══ Data section ══

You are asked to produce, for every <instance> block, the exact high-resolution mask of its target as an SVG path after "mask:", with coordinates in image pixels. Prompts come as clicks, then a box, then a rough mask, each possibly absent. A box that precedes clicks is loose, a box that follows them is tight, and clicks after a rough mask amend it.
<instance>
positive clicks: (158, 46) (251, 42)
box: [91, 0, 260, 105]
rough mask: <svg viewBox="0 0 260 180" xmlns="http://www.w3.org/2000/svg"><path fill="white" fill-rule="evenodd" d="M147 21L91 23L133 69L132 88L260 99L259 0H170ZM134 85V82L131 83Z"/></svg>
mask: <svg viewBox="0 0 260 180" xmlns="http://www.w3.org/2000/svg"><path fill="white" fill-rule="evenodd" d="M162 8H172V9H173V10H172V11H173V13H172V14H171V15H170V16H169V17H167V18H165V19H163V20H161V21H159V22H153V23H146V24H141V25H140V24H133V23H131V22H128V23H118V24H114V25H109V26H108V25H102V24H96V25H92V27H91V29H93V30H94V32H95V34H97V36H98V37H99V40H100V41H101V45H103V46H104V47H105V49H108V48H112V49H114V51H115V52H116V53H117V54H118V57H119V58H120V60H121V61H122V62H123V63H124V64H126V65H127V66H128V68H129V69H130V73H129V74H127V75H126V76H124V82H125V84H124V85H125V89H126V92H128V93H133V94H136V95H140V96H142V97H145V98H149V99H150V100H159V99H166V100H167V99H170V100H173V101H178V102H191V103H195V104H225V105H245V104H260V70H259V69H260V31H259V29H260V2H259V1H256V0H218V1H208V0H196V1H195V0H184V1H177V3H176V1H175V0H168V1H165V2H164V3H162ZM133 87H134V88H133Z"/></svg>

═══

Action item
Every record, start to finish: reproduce it word for word.

Answer box
You are asked to produce, for every <instance> block, the exact high-resolution mask of its target as an SVG path after "mask:", with coordinates in image pixels. Prompts come as clicks, then a box, then a rough mask, each possibly absent. A box that precedes clicks is loose, a box that follows them is tight, and clicks after a rough mask amend it.
<instance>
positive clicks: (158, 46) (251, 42)
box: [91, 0, 260, 105]
rough mask: <svg viewBox="0 0 260 180" xmlns="http://www.w3.org/2000/svg"><path fill="white" fill-rule="evenodd" d="M147 21L91 23L133 69L132 88L260 99L259 0H170ZM134 85V82L131 83Z"/></svg>
mask: <svg viewBox="0 0 260 180" xmlns="http://www.w3.org/2000/svg"><path fill="white" fill-rule="evenodd" d="M162 8H172V9H173V10H172V11H173V13H172V14H171V15H170V16H169V17H167V18H165V19H163V20H161V21H159V22H153V23H146V24H141V25H140V24H133V23H131V22H128V23H118V24H114V25H109V26H108V25H102V24H96V25H92V27H91V29H93V30H94V32H95V34H97V36H98V37H99V40H100V41H101V45H103V46H104V47H105V49H108V48H112V49H114V51H115V52H116V53H117V54H118V57H119V58H120V60H121V61H122V62H123V63H124V64H126V65H127V66H128V68H129V69H130V73H129V74H127V75H126V76H124V82H125V84H124V85H125V89H126V92H128V93H133V94H136V95H140V96H142V97H145V98H149V99H150V100H159V99H166V100H167V99H170V100H173V101H178V102H191V103H195V104H225V105H245V104H260V70H259V69H260V31H259V29H260V2H259V1H256V0H218V1H208V0H196V1H195V0H184V1H177V3H176V1H175V0H168V1H165V2H164V3H162ZM133 87H134V88H133Z"/></svg>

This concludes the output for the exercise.